Task instructions: Reproduce the records below in full and exactly, without their images.

[Point annotation dataset records]

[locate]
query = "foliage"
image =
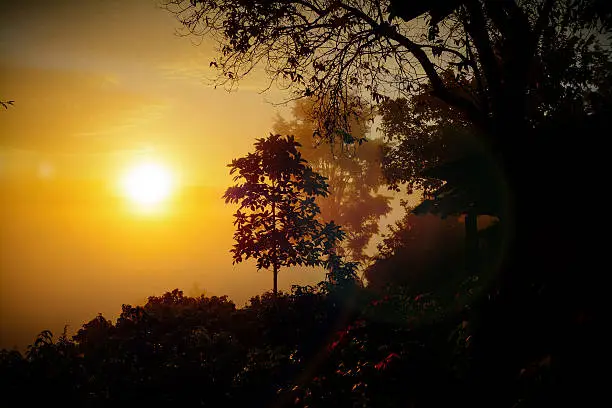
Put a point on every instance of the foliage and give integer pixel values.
(354, 177)
(305, 348)
(5, 104)
(276, 223)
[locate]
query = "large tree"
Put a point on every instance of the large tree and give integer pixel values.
(524, 74)
(354, 177)
(276, 223)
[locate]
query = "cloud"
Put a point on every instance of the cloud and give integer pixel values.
(73, 112)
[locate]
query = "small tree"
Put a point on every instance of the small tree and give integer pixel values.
(276, 222)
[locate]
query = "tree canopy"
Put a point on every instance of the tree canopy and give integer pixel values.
(276, 223)
(354, 177)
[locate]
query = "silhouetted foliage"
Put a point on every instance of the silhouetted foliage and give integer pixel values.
(306, 348)
(276, 223)
(354, 177)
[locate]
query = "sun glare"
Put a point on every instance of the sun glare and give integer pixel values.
(148, 183)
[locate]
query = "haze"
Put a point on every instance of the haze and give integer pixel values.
(98, 86)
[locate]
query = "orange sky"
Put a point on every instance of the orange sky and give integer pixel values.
(98, 85)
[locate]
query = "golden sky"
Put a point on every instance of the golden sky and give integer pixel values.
(99, 85)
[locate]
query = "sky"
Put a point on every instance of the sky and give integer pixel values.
(100, 86)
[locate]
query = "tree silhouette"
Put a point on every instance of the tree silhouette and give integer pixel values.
(490, 61)
(277, 219)
(354, 177)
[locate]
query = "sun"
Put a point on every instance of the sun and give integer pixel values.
(148, 183)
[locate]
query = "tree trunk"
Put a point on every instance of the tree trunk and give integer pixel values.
(471, 242)
(275, 285)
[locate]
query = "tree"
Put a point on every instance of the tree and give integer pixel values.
(276, 222)
(490, 61)
(354, 178)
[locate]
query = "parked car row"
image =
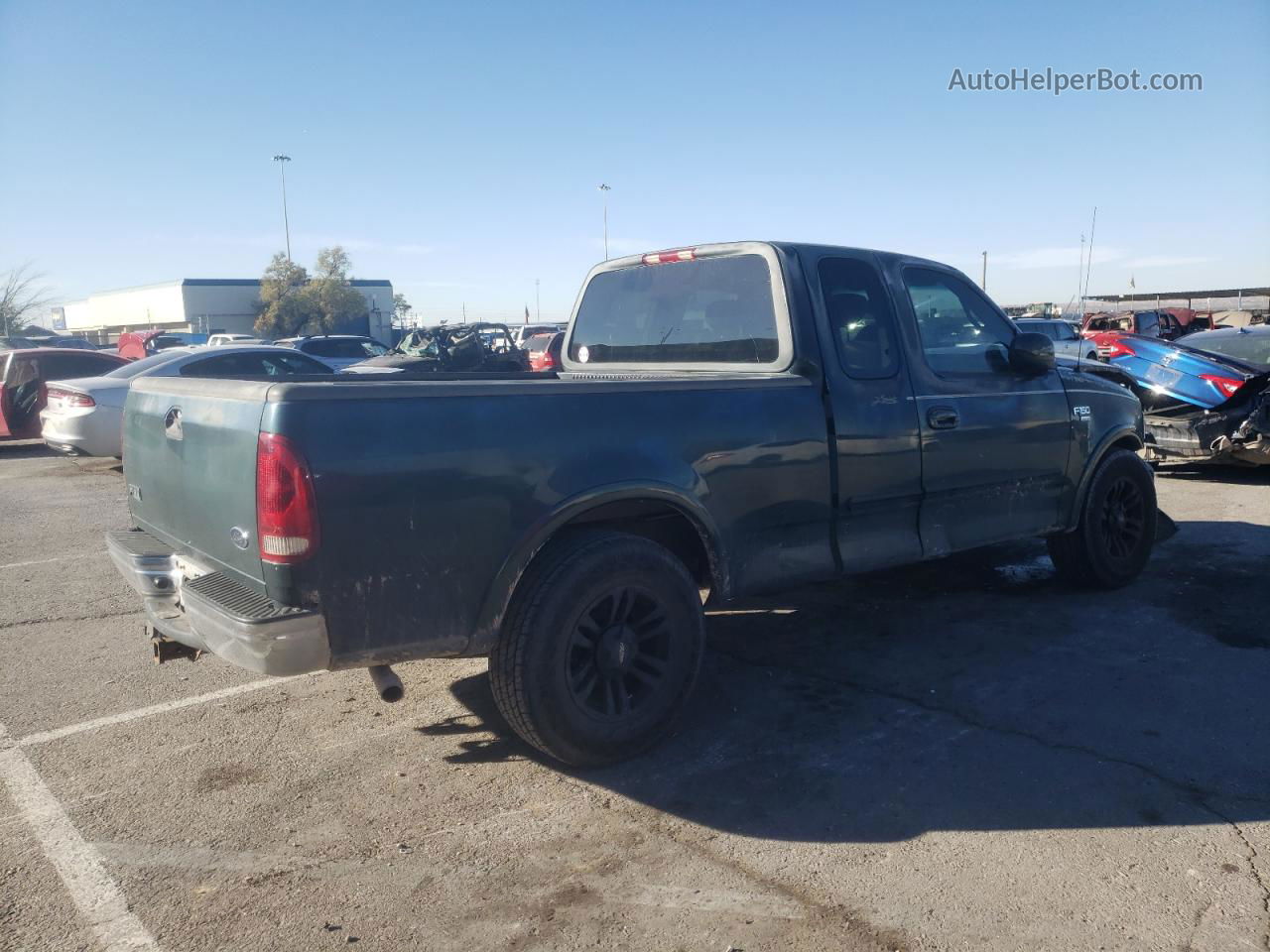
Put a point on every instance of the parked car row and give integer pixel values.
(75, 400)
(739, 417)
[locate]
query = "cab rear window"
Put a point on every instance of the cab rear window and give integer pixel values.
(712, 309)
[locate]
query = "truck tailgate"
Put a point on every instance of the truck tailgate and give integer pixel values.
(190, 463)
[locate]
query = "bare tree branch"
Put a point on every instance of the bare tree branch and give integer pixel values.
(22, 296)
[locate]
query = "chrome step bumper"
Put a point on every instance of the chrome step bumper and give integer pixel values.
(213, 612)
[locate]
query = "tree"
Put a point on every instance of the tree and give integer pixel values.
(336, 303)
(295, 302)
(285, 308)
(22, 296)
(400, 306)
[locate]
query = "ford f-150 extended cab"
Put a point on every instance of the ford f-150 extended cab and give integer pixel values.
(728, 417)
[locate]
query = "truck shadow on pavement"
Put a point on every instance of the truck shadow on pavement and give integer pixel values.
(973, 693)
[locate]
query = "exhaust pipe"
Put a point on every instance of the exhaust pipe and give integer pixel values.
(386, 683)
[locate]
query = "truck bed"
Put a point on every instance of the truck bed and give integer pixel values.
(434, 490)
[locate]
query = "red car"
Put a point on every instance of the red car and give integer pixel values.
(24, 376)
(544, 350)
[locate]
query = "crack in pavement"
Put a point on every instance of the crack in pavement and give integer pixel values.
(1252, 866)
(1197, 794)
(5, 626)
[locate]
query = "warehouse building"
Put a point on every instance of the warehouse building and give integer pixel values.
(198, 306)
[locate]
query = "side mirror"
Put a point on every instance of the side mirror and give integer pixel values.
(1032, 354)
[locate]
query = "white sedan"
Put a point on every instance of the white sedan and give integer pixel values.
(85, 416)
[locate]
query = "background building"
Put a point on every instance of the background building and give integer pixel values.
(198, 306)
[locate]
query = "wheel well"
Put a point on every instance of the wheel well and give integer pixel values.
(1132, 443)
(659, 522)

Final result:
[locate]
query = "foliage"
image =
Put a point on every instance of the foliage and give integer pixel values.
(354, 177)
(305, 348)
(5, 104)
(276, 223)
[locate]
query = "large tree"
Put a point on every instance of the large tree and give integer pixel values.
(524, 74)
(354, 177)
(276, 223)
[locate]
query = "cloud"
Put a point on every instance of the cloud and give integer pixel values.
(73, 112)
[locate]
query = "small tree"
Put a point on every instance of the small tree and give integer pixel values.
(276, 222)
[locate]
query = "tree canopy"
Put a point on every instance of the tree canopy and give integer pixel values.
(276, 223)
(354, 177)
[locate]
query = "silhouetted foliage"
Put a point on every instance of the silhouetted foliage and give integer pixel values.
(306, 348)
(276, 223)
(354, 177)
[locate]
query = "sun glare"
Put a point on every instance of the sun glare and give integer pixel values.
(148, 183)
[locate]
query = "haze"
Put a point on every instance of the haze and give integer pixel values.
(98, 86)
[locate]
query = "orange sky"
Put a point on every instance of the orange sky and give integer pixel values.
(98, 85)
[locate]
query = "golden sky"
Put a point on every instance of the golden sky and give integer pixel values.
(99, 85)
[locate]
query = "sky"
Put a point on every instance of the sky and give integer pixel values.
(100, 86)
[locate]
query = "tree silhouette"
Put a point on every instance of the tree silhouette and give integer pixel values.
(490, 61)
(277, 219)
(354, 177)
[locate]
query = "sun"
Put a point on every instance of the sun and give integer pixel values.
(148, 183)
[locate]
query = "tree trunk"
Put a point on every instance of the tree trunk and give integer pixel values.
(471, 242)
(275, 285)
[locate]
query = "tree"
Put a point on every instance of the tree and give integer pixel values.
(276, 222)
(490, 61)
(354, 178)
[locate]
query = "parked car row"
image =
Put a point on every instance of the parked car row and give integer pixel values.
(75, 400)
(739, 417)
[locate]
query = "cab rear window"
Put a point on every instance of the cab rear window and give integer pixel values.
(712, 309)
[locate]
query = "truck tailgate"
Put a point on every instance of the truck tailgate and give integer pixel values.
(190, 463)
[locate]
query = "bare tree branch"
Put a point on every instance of the bare tree branch and give integer pixel values.
(22, 296)
[locate]
query = "chrome step bumper"
Put a point on every instance of the chrome step bumper and give integer pixel values.
(213, 612)
[locate]
query = "tree"
Put a point on every instance of the tree and give integer pixel values.
(336, 303)
(295, 302)
(285, 308)
(22, 296)
(400, 306)
[locate]
query = "ford f-150 extended cab"
Put a point on every instance of the ford f-150 extended cab and give integer pixel values.
(728, 417)
[locate]
query = "truck shadow on pavement"
Put a point on every instance of the truck shadow on pavement and give integer pixel values.
(973, 693)
[locate]
query = "exhaust pipe"
Put a point on every instance of the exhaust pipe and give integer pixel values.
(386, 683)
[locate]
query = "truck bed"
Put a point on every instance of the truck bed and give integer pixel values.
(434, 490)
[locate]
query = "red car"
Put a point on every instance of the red car and give integer pixel values.
(24, 376)
(544, 350)
[locate]
query = "crack in pavement"
Put a point on every instance of the crack in pavement and give integer pixel values.
(1252, 866)
(1197, 794)
(5, 626)
[locate]
query = "warehouse building"
Put a point on every instance of the warehouse building and give integer pixel values.
(198, 306)
[locate]
query = "side mirror"
Put a point on every instance of the side mirror and give integer pixel values.
(1032, 354)
[locate]
query = "white sedan"
Put a point on every instance of the white sedan and give integer pixel values.
(85, 416)
[locate]
query = "background building"
Put a point on every instance of the background building and give integer pixel values.
(198, 306)
[locate]
query = "wheel well"
Put a point on every instance of the wheel well and give integer pixel values.
(1132, 443)
(659, 522)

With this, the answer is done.